● **Working data**
:::

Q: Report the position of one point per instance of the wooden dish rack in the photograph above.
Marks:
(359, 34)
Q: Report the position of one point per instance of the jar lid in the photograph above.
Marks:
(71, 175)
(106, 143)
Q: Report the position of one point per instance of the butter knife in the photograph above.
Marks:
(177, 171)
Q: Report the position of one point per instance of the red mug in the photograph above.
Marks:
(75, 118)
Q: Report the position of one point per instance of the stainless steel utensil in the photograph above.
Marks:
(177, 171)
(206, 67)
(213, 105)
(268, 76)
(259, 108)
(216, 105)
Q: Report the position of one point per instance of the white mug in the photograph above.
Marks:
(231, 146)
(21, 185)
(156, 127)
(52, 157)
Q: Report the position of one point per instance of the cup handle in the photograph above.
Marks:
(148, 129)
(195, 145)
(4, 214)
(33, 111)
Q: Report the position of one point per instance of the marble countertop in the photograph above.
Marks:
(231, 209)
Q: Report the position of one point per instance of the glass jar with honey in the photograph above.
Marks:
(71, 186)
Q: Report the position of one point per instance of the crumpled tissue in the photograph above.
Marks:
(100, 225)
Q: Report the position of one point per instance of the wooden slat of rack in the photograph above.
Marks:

:::

Return only the number of lines in the entries that contain the string "point".

● **Task response**
11